## DOCUMENT SEGMENT
Remember, an HA environment coupled with a volume management package is a complement
to your normal backups, not a substitute.
What Are the Pros and Cons of HA?
HA is a great answer for mission-critical applications and environments that require close to
100 percent uptime. Properly configured and administered, an HA solution can be valuable to
solve even disaster recovery situations in a timely manner.
On the negative side, a particular HA system may not provide the necessary solution for a
particular application. As far as I know, there is no HA implementation that can perform
application migration and duplicate an application state at failure time. If such a feature is an
absolute requirement, it may be necessary to turn to fault-tolerant systems, which are briefly
introduced in an earlier section.
Cost also may be a concern. HA packages are pricey and may not necessarily target a
particular environment properly. Remember, HA requires a functional duplicate of your
primary server, plus additional hardware and software to complete the equation. Study your
options carefully and completely before making any decision.
What Does an HA Solution Cost?
Typically, a base configuration includes a one-to-one fail over with no databases or anything
special (such as a module to support a third-party application) on a low-end box. If you install
the software yourself, the cost runs around $10,000. A midrange configuration with vendor
installation of a fairly powerful server with one or two applications (with a module) runs
around $45,000. Finally, at the high end of the spectrum are high-end systems such as a
clustered 64-processor system with multiple instances of a database. With multiple modules
and top-of-the-line support and installation, the price is around $150,000. This may seem
expensive, but the cost is worth it in the long run.
The price of a HA software package obviously varies from vendor to vendor and changes over
time, but this gives you a rough estimate to work with. These numbers are valid at the time this
book was printed.

Page 246
How Can I Protect My Off-the-Shelf Software?
Modules are supplied by most HA vendors to take care of monitoring and failing-over popular
applications. Modules have been developed to work with databases, web servers, firewalls,
network monitoring applications, and certain other products. If you have an application for
which there is no module, you can write your own simple script. Think about what is required
to run the application: network connectivity, access to a certain port on the box, assurance that
the processes are running, and on and on. You can do this yourself, or you can contact your HA
vendor to see if an appropriate module is in the works or if they could write one for you.

## YOUR TASKS
1) According to the high-availability passage, roughly how much does a midrange configuration with vendor installation cost?
2) Carry on the high-availability passage from its final sentence.
The listing plays no part in this work.

## AVAILABLE DATA
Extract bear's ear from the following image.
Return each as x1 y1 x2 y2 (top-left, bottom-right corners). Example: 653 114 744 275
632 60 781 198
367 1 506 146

## EXPECTED RESULTS
1) Around $45,000.

2)
Can I Build an HA Solution Myself?
This may sound like a good idea, but it is not a smart one. Building your own HA solution by
coding it in-house can result in a poorly tested and supported product that doesn't have the
advantage of regular vendor updates and certified modules. And in the end, it may not be cost
effective. An alternative is to purchase a base HA product, and then tweak a module (or even
write your own with scripts) to support a given application.
My HA System Is Set Up, Now What?
Setting up an HA environment has taken your organization from a reactive posture to a
proactive one. Ensuring it is done properly and combining it with other building blocks will be
a never-ending process. Do not turn your back on your HA system and assume that you are
done, because you are not. Monitoring the system continuously (manually or automatically) is
necessary. Pay attention to new technology, as there may be another building block in the near
future. And, as always, do your backups.
Page 247
IV
BARE-METAL BACKUP & RECOVERY METHODS
Part IV consists of the following five chapters which describe the process of restoring your
system even when the disk containing the operating system fails:
• Chapter 7, SunOS/Solaris, covers bare-metal in general and describes how to use Native
Unix utilities to recover SunOS/Solaris systems.
• Chapter 9, Compaq True-64 Unix, describes Digital's recovery system and shows how to

develop how to develop a custom recovery plan using Native Unix utilities.
• Chapter 10, HP-UX, discusses bare-metal recovery using tools provided by Hewlett-Packard
in combination with Native Unix utilities.
• Chapter 11, IRIX, describes bare-metal recovery using SGI's IRIX utilities.
• Chapter 12, AIX, describes bare-metal recovery using IBM's AIX utilities.
Page 249
7
SunOS/Solaris
As mentioned previously in this book, disks will fail. Occasionally, even the disk that contains
the operating system will fail. How do you protect against such a disaster? Depending on your
budget and the level of availability that you need, you may explore one or more of the
following options if you're running Solaris:
Solstice Disk Suite mirrored root disk
If you are running Solaris, you can use Solstice Disk Suite (SDS) to mirror your root disk.
(Other platforms have similar products.) A mirrored disk would automatically take over if
the other disk fails. SDS is bundled free with Solaris, and mirroring the root drive is
relatively easy.* It's also easy to undo in case things get a little mixed up. You simply boot
off a CD-ROM, mount the root filesystem from the good drive, and change the /etc/vfstab to
use the actual disk slice names instead of the SDS metadevice names. There are two
downsides to this method. The first is that many people are using Veritas Volume Manager
to manage the rest of their disks, and using SDS for the root disk may be confusing. The
second downside is that it does not protect against root filesystem corruption. If someone
accidentally overwrites /etc, the mirroring software will only make that mistake more
efficient.
Although this chapter talks mainly about SunOS/Solaris, the
principles covered here are used in the other bare-metal recovery chapters.
* It is beyond the scope of this book, though. There are too many products like this to cover, so I
won't be covering any of them in detail.
Page 250
Veritas Volume Manager encapsulated root disk

If you have purchased the Veritas Volume Manager for Solaris, you also have the option of
mirroring your root drive with it. (Putting the root drive under Veritas control is called
encapsulation.) I'm not sure what to say about this other than to say that I've heard more
than one Veritas consultant or instructor tell me not to encapsulate the root disk. It creates
too many potential catch-22 situations. Of course, this method also does not protect against
the corruption of the root filesystem.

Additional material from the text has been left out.